** SELECTED EXTRACT **
'''

Tom Longboat among athletes honoured by Quebec artist/runner
Jeffery Woodrow's "singlet series" honours some of Canada's most celebrated runners, including Tom Longboat, the first Indigenous winner of the Boston Marathon, on the 139th anniversary of his birth
Wednesday is Tom Longboat Day in Ontario, a day to celebrate the gifted Onondaga runner and Boston Marathon champion every year on his birthday. Quebec artist, runner and triathlete Jeffery Woodrow has created a limited-edition series of three-dimensional multimedia pieces honouring famous Canadian runners, including Longboat.
The piece depicts the singlet worn by Longboat, crafted in paper and mounted on a black foam-core background. Created in the shape of the body of the athlete wearing it, the singlet seems filled with kinetic energy as the runner waits on the starting line.

Longboat was born in 1886 (some sources say 1887) on the Six Nations reserve near Brantford, Ont. At age 12, he was forced to attend the local residential school; according to The Canadian Encyclopedia, he escaped–twice–and did not return after his second escape.
In 1907, at age 20, he became the first Indigenous athlete to win the Boston Marathon; he went on to compete in the 1908 Olympic marathon in London, but did not finish. In 1916, he enlisted to serve in WWI, becoming a dispatch runner (i.e. a runner who carried messages between units) with the 107th Pioneer Battalion, and was twice wounded.
Jeffery Woodrow’s Singlet Series
Some other Canadian runners memorialized in a “singlet” by Woodrow include, among others, Ed Whitlock, Jacqueline Gareau and Harry Jerome. Woodrow spent several years living, teaching and creating in South Korea and Thailand before moving his family back to Canada during the pandemic; originally from Bradford, Ont., he and his family selected Sainte-Adèle, Que., for their new home, due to its proximity to nature and its more modest cost of living.
He explains that, as a former stay-at-home father of three (his wife is former CBC producer Tori Allen), he’s passionate about creating art that reflects his interests: “I just want to focus on Canada,” he told us in a recent interview. “If I’m going to make art, I want to make the art I want to make, and I want it to represent what I’m interested in.”

Woodrow creates around 10 copies of each piece, donating a few (he donated a “Tom Longboat” to a local school named for the runner, for example) and offering the remaining pieces for sale on his website.

'''

** QUESTIONS TO ANSWER **
1 > Output the passage of the Tom Longboat article between "The piece depicts" and "was twice wounded.", inclusive.
2 > According to the Tom Longboat article, which battalion did Longboat serve with as a dispatch runner?
3 > Based on the Tom Longboat article, why did Woodrow and his family choose Sainte-Adèle, Que., as their new home?
The listing after this point is separate material, unconnected to the Tom Longboat article.

** GIVEN MATERIAL **
'''

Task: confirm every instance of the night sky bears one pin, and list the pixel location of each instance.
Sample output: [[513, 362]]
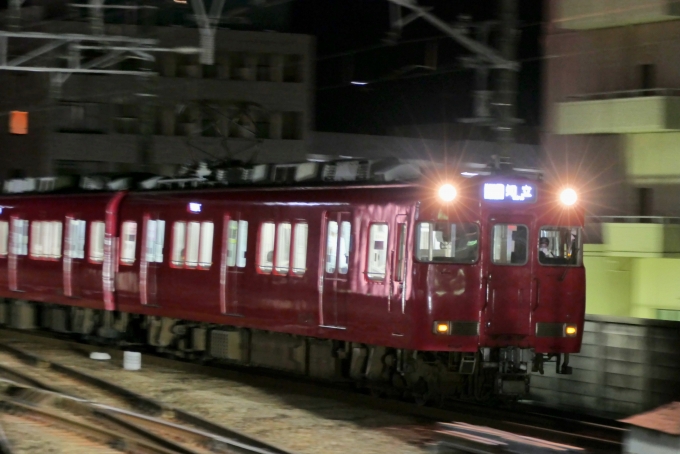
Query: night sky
[[401, 93]]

'''

** TASK-BY-TASK OUTPUTS **
1 >
The piece depicts the singlet worn by Longboat, crafted in paper and mounted on a black foam-core background. Created in the shape of the body of the athlete wearing it, the singlet seems filled with kinetic energy as the runner waits on the starting line.

Longboat was born in 1886 (some sources say 1887) on the Six Nations reserve near Brantford, Ont. At age 12, he was forced to attend the local residential school; according to The Canadian Encyclopedia, he escaped–twice–and did not return after his second escape.
In 1907, at age 20, he became the first Indigenous athlete to win the Boston Marathon; he went on to compete in the 1908 Olympic marathon in London, but did not finish. In 1916, he enlisted to serve in WWI, becoming a dispatch runner (i.e. a runner who carried messages between units) with the 107th Pioneer Battalion, and was twice wounded.

2 > The 107th Pioneer Battalion.

3 > They chose Sainte-Adèle because it is close to nature and has a more modest cost of living.